Exercise aim:
The expected result is every entry, retyped character for character.

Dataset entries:
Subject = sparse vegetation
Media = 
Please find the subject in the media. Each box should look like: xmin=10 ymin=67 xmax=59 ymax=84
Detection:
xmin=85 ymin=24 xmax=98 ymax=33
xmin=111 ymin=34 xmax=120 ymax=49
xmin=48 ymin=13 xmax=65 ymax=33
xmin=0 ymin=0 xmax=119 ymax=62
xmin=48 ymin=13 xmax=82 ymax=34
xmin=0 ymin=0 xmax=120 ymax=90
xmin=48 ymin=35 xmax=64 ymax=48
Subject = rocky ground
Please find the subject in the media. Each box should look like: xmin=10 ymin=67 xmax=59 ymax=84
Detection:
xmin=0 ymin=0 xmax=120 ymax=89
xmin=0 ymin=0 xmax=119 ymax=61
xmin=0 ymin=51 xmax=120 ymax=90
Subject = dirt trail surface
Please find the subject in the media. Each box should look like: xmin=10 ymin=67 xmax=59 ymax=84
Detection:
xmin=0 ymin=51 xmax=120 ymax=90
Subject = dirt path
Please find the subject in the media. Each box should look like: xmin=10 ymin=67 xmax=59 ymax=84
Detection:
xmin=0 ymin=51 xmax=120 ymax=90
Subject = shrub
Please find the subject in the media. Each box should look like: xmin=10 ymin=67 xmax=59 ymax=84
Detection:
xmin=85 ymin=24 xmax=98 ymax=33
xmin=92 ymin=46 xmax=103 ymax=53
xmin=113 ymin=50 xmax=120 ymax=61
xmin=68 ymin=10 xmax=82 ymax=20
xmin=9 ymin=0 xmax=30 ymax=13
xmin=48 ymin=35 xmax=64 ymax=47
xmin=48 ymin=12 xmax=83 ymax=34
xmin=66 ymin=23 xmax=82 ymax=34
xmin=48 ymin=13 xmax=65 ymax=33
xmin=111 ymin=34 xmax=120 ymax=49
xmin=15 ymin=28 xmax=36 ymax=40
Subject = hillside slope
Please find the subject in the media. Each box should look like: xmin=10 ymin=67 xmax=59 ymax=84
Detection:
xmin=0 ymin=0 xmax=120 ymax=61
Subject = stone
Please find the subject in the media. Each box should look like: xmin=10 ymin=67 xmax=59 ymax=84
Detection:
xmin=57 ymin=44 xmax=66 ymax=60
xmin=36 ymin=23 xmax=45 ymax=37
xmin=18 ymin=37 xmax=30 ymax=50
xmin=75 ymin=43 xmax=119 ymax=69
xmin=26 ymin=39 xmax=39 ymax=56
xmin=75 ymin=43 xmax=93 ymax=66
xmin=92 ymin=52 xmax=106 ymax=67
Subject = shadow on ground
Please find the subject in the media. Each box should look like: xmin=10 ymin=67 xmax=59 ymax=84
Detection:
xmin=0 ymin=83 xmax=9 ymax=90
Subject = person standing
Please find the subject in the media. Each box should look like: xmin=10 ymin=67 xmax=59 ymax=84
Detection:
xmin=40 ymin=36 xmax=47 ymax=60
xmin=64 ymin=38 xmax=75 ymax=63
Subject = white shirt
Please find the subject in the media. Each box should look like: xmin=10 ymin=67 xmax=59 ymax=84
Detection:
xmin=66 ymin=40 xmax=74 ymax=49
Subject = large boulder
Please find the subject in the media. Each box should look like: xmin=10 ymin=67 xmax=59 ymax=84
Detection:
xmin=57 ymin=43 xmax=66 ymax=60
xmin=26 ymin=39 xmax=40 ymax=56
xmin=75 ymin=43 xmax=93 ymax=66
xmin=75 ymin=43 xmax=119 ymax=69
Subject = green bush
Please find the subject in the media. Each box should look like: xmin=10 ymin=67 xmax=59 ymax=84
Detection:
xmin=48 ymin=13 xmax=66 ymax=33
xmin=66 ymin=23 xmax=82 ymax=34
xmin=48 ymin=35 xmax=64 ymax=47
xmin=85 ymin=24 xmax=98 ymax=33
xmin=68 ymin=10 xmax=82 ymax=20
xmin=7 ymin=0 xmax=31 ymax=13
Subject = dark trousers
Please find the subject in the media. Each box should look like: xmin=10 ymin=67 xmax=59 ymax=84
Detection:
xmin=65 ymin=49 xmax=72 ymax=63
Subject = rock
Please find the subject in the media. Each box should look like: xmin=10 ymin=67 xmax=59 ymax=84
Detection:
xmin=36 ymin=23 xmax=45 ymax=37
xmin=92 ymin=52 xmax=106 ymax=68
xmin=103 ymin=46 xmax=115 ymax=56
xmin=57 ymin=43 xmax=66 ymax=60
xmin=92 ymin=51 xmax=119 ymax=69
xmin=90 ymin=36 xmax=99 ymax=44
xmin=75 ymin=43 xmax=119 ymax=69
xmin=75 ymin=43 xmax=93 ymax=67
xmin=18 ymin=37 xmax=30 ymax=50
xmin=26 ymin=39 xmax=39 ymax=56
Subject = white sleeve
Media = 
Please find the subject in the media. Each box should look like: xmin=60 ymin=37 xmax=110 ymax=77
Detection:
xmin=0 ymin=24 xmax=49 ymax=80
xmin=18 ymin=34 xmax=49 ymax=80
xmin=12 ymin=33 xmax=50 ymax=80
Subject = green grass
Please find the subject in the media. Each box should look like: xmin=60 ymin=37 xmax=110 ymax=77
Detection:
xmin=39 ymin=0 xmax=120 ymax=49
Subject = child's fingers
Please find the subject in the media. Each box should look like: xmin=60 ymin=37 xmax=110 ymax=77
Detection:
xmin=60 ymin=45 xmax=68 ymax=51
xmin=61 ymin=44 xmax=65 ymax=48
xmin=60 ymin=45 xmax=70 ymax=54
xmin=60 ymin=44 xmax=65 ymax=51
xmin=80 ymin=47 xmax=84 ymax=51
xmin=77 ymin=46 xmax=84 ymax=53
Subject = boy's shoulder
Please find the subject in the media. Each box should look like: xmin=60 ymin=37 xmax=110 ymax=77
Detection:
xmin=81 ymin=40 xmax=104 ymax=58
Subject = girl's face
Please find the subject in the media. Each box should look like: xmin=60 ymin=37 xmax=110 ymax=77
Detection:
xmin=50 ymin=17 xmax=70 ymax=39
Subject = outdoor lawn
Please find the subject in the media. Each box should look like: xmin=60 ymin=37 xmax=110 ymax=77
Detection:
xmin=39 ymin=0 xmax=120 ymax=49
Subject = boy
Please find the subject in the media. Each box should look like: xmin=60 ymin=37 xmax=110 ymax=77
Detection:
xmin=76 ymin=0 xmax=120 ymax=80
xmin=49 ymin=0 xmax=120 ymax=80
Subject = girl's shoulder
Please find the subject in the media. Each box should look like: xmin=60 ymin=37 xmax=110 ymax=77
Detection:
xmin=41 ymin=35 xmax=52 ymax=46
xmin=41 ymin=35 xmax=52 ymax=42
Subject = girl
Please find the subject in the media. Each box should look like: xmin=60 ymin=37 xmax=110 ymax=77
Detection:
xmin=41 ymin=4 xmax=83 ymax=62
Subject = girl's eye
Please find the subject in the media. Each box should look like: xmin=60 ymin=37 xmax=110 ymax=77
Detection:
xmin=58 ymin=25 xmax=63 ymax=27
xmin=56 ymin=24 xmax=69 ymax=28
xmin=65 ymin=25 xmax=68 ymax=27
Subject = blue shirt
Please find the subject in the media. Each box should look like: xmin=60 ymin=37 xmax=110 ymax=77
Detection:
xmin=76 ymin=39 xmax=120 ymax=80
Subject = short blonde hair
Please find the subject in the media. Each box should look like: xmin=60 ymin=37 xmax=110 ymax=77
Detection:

Answer for the task:
Subject = sparse vegetation
Media = 
Please find the subject in the media. Each box should look like: xmin=10 ymin=67 xmax=59 ymax=84
Detection:
xmin=85 ymin=24 xmax=98 ymax=33
xmin=111 ymin=34 xmax=120 ymax=49
xmin=48 ymin=13 xmax=65 ymax=33
xmin=0 ymin=0 xmax=119 ymax=62
xmin=48 ymin=13 xmax=82 ymax=34
xmin=0 ymin=0 xmax=120 ymax=90
xmin=48 ymin=35 xmax=64 ymax=48
Subject = rocky ground
Please find the subject in the media. Each box should look like: xmin=10 ymin=67 xmax=59 ymax=84
Detection:
xmin=0 ymin=0 xmax=120 ymax=89
xmin=0 ymin=0 xmax=119 ymax=61
xmin=0 ymin=51 xmax=120 ymax=90
Subject = dirt trail surface
Please find the subject in the media. Each box should look like: xmin=10 ymin=67 xmax=59 ymax=84
Detection:
xmin=0 ymin=51 xmax=120 ymax=90
Subject = dirt path
Please find the subject in the media. Each box should look like: xmin=10 ymin=67 xmax=59 ymax=84
Detection:
xmin=0 ymin=51 xmax=120 ymax=90
Subject = shrub
Please find the subject in the media. Each box should look like: xmin=10 ymin=67 xmax=59 ymax=84
Detection:
xmin=85 ymin=24 xmax=98 ymax=33
xmin=92 ymin=46 xmax=103 ymax=53
xmin=113 ymin=50 xmax=120 ymax=61
xmin=68 ymin=10 xmax=82 ymax=20
xmin=9 ymin=0 xmax=30 ymax=13
xmin=48 ymin=35 xmax=64 ymax=47
xmin=48 ymin=12 xmax=83 ymax=34
xmin=66 ymin=23 xmax=82 ymax=34
xmin=48 ymin=13 xmax=65 ymax=33
xmin=111 ymin=34 xmax=120 ymax=49
xmin=15 ymin=28 xmax=36 ymax=40
Subject = hillside slope
Please find the subject in the media. Each box should look like: xmin=10 ymin=67 xmax=59 ymax=84
Detection:
xmin=0 ymin=0 xmax=120 ymax=61
Subject = stone
Please find the subject in the media. Each box should look like: xmin=10 ymin=67 xmax=59 ymax=84
Detection:
xmin=57 ymin=44 xmax=66 ymax=60
xmin=36 ymin=23 xmax=45 ymax=37
xmin=18 ymin=37 xmax=30 ymax=50
xmin=75 ymin=43 xmax=119 ymax=69
xmin=26 ymin=39 xmax=39 ymax=56
xmin=75 ymin=43 xmax=93 ymax=66
xmin=92 ymin=52 xmax=106 ymax=67
Subject = shadow on ground
Please find the subject in the media. Each box should look like: xmin=10 ymin=67 xmax=59 ymax=84
Detection:
xmin=0 ymin=83 xmax=9 ymax=90
Subject = person standing
Please find the subject in the media. Each box should look like: xmin=10 ymin=67 xmax=59 ymax=84
Detection:
xmin=40 ymin=36 xmax=47 ymax=60
xmin=64 ymin=38 xmax=75 ymax=63
Subject = white shirt
Please find the subject in the media. Each box should look like: xmin=10 ymin=67 xmax=59 ymax=84
Detection:
xmin=66 ymin=40 xmax=74 ymax=49
Subject = large boulder
Please find the subject in the media. Each box should look like: xmin=10 ymin=67 xmax=59 ymax=84
Detection:
xmin=57 ymin=43 xmax=66 ymax=60
xmin=26 ymin=39 xmax=40 ymax=56
xmin=75 ymin=43 xmax=93 ymax=66
xmin=75 ymin=43 xmax=119 ymax=69
Subject = green bush
Please find the subject in the media. Each box should look like: xmin=10 ymin=67 xmax=59 ymax=84
Detection:
xmin=48 ymin=13 xmax=66 ymax=33
xmin=66 ymin=23 xmax=82 ymax=34
xmin=48 ymin=35 xmax=64 ymax=47
xmin=85 ymin=24 xmax=98 ymax=33
xmin=68 ymin=10 xmax=82 ymax=20
xmin=7 ymin=0 xmax=31 ymax=13
Subject = dark trousers
Please find the subject in the media. Each box should look like: xmin=10 ymin=67 xmax=59 ymax=84
Detection:
xmin=65 ymin=49 xmax=72 ymax=63
Subject = rock
Please find the subject in the media. Each box should look like: xmin=10 ymin=67 xmax=59 ymax=84
Detection:
xmin=36 ymin=23 xmax=45 ymax=37
xmin=92 ymin=52 xmax=106 ymax=68
xmin=103 ymin=46 xmax=115 ymax=56
xmin=57 ymin=43 xmax=66 ymax=60
xmin=92 ymin=51 xmax=119 ymax=69
xmin=90 ymin=36 xmax=99 ymax=44
xmin=75 ymin=43 xmax=119 ymax=69
xmin=75 ymin=43 xmax=93 ymax=67
xmin=18 ymin=37 xmax=30 ymax=50
xmin=26 ymin=39 xmax=39 ymax=56
Subject = white sleeve
Media = 
Please find the subject in the media. Each box should look like: xmin=60 ymin=37 xmax=110 ymax=77
Detection:
xmin=0 ymin=24 xmax=49 ymax=80
xmin=18 ymin=34 xmax=49 ymax=80
xmin=12 ymin=33 xmax=50 ymax=80
Subject = green grass
Please find the subject in the media. Each box should look like: xmin=60 ymin=37 xmax=110 ymax=77
Detection:
xmin=39 ymin=0 xmax=120 ymax=49
Subject = child's fingers
Please find the subject in the media. Each box should look like: xmin=60 ymin=37 xmax=110 ymax=77
Detection:
xmin=60 ymin=45 xmax=68 ymax=51
xmin=61 ymin=44 xmax=65 ymax=48
xmin=60 ymin=45 xmax=70 ymax=54
xmin=60 ymin=44 xmax=65 ymax=51
xmin=80 ymin=47 xmax=84 ymax=51
xmin=77 ymin=46 xmax=84 ymax=53
Subject = boy's shoulder
Please find the subject in the media. Each box should look like: xmin=60 ymin=37 xmax=110 ymax=77
Detection:
xmin=81 ymin=40 xmax=104 ymax=58
Subject = girl's face
Please find the subject in the media. Each box should look like: xmin=60 ymin=37 xmax=110 ymax=77
Detection:
xmin=50 ymin=17 xmax=70 ymax=39
Subject = outdoor lawn
Please find the subject in the media. Each box should look like: xmin=60 ymin=37 xmax=110 ymax=77
Detection:
xmin=39 ymin=0 xmax=120 ymax=49
Subject = boy
Please find the subject in the media. Each box should look like: xmin=60 ymin=37 xmax=110 ymax=77
Detection:
xmin=76 ymin=0 xmax=120 ymax=80
xmin=49 ymin=0 xmax=120 ymax=80
Subject = girl's shoulder
Please find the subject in the media. Each box should look like: xmin=60 ymin=37 xmax=110 ymax=77
Detection:
xmin=41 ymin=35 xmax=52 ymax=46
xmin=41 ymin=35 xmax=52 ymax=42
Subject = girl
Please find the subject in the media. Each box should look like: xmin=60 ymin=37 xmax=110 ymax=77
Detection:
xmin=41 ymin=4 xmax=83 ymax=62
Subject = girl's eye
Please find the subject in the media. Each box should look like: xmin=60 ymin=37 xmax=110 ymax=77
Detection:
xmin=58 ymin=25 xmax=63 ymax=27
xmin=56 ymin=24 xmax=69 ymax=28
xmin=65 ymin=25 xmax=68 ymax=27
Subject = blue shirt
Please find the subject in the media. Each box should look like: xmin=60 ymin=37 xmax=110 ymax=77
Detection:
xmin=76 ymin=39 xmax=120 ymax=80
Subject = short blonde hair
Please find the subject in the media. Each box should look like: xmin=60 ymin=37 xmax=110 ymax=77
Detection:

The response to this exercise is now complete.